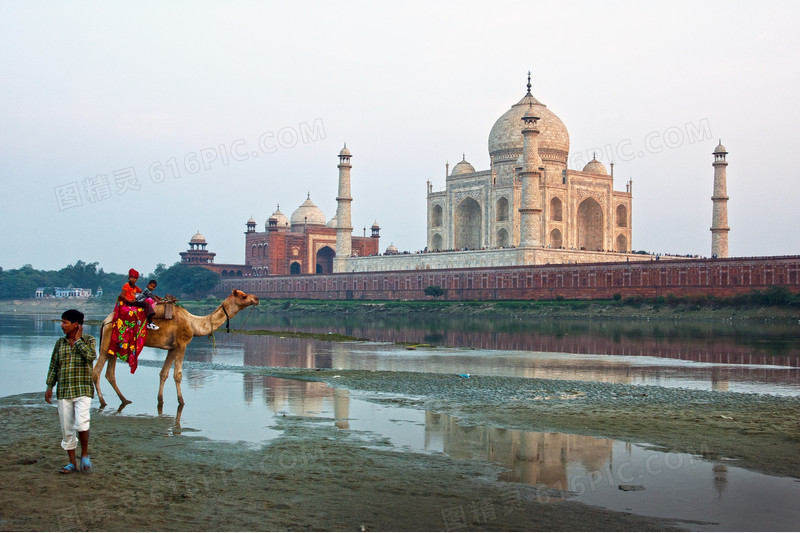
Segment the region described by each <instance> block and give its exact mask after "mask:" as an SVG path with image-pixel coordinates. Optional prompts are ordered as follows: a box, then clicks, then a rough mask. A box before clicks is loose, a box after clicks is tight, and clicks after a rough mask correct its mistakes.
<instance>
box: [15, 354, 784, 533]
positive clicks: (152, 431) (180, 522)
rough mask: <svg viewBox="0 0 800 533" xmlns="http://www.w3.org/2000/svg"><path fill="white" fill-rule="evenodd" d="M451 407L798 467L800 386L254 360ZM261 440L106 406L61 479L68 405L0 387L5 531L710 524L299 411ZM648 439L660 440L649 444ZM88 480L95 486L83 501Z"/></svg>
+++++
WHAT THIS TASK INVOLVES: Images aside, return each entry above precisely as it stands.

RESPONSE TO THIS EXERCISE:
Segment the region described by each <instance> block and give its exact mask after "mask:" as an SVG path with image-pixel coordinates. Optional prompts are ordered as follows: a box, then clicks, then a rough mask. A box before clicks is loose, a box after clicks is tight, and clicks after a rough mask correct its mistakes.
<instance>
box: [15, 354, 784, 533]
positive clicks: (152, 431) (180, 522)
rough mask: <svg viewBox="0 0 800 533" xmlns="http://www.w3.org/2000/svg"><path fill="white" fill-rule="evenodd" d="M451 407L798 467L800 386L254 360ZM261 440L106 406L61 479L68 405L0 387L5 531L710 524L299 411ZM648 439L660 440L649 444ZM88 480L95 486L83 501Z"/></svg>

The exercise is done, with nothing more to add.